Your objective
The result should be every line in the material below containing the string "cloth".

Data for this exercise

==================================================

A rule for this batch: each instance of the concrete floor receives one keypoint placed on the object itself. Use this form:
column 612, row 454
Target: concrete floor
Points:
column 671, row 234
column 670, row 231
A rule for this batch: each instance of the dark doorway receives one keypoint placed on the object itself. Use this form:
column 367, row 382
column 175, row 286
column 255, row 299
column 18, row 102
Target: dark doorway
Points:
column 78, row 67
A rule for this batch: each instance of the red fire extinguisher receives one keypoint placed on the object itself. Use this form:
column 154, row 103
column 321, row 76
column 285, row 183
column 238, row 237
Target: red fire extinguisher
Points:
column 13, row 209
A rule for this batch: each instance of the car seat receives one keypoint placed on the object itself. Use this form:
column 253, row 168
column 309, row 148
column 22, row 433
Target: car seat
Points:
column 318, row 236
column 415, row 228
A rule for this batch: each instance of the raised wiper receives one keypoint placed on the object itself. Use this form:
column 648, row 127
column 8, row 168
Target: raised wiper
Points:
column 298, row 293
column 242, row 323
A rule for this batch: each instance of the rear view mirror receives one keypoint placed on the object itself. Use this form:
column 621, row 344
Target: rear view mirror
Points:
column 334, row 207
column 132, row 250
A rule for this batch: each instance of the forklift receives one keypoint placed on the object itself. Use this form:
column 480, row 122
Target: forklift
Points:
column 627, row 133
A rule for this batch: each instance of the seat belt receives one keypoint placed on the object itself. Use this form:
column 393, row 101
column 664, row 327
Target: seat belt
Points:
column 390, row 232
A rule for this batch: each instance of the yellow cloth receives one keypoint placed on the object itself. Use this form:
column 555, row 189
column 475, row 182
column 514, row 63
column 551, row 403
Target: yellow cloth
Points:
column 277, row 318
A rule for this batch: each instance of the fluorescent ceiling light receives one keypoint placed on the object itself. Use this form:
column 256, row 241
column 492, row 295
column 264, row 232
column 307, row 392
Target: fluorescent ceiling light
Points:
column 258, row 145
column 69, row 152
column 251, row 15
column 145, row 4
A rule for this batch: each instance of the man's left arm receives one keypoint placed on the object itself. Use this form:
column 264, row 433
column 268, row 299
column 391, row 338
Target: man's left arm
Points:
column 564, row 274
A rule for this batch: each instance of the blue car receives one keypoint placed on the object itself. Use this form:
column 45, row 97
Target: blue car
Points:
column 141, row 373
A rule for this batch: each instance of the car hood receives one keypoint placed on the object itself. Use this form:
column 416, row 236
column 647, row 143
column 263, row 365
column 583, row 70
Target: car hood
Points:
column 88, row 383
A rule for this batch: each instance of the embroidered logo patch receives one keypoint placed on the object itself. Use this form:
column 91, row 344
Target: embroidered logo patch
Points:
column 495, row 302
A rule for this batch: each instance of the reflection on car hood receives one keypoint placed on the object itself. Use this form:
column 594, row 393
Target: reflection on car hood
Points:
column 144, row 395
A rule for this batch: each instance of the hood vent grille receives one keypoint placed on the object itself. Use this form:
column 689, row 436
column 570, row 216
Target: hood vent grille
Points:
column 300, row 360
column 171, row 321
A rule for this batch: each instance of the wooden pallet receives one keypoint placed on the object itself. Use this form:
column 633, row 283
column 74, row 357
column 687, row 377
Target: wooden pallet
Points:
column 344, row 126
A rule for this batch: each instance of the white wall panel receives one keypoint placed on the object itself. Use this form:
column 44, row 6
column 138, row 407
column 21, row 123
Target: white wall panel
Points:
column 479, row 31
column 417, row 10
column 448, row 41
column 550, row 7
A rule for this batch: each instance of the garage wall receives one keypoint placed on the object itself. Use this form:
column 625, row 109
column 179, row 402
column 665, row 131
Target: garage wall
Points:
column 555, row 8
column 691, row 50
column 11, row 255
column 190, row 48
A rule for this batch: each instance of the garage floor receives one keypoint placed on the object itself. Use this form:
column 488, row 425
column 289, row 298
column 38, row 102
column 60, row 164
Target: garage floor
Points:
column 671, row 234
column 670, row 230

==================================================

Reply
A rule for this batch: each instance of the yellow cloth receives one keypoint placed on the object itself. Use this form:
Target: yellow cloth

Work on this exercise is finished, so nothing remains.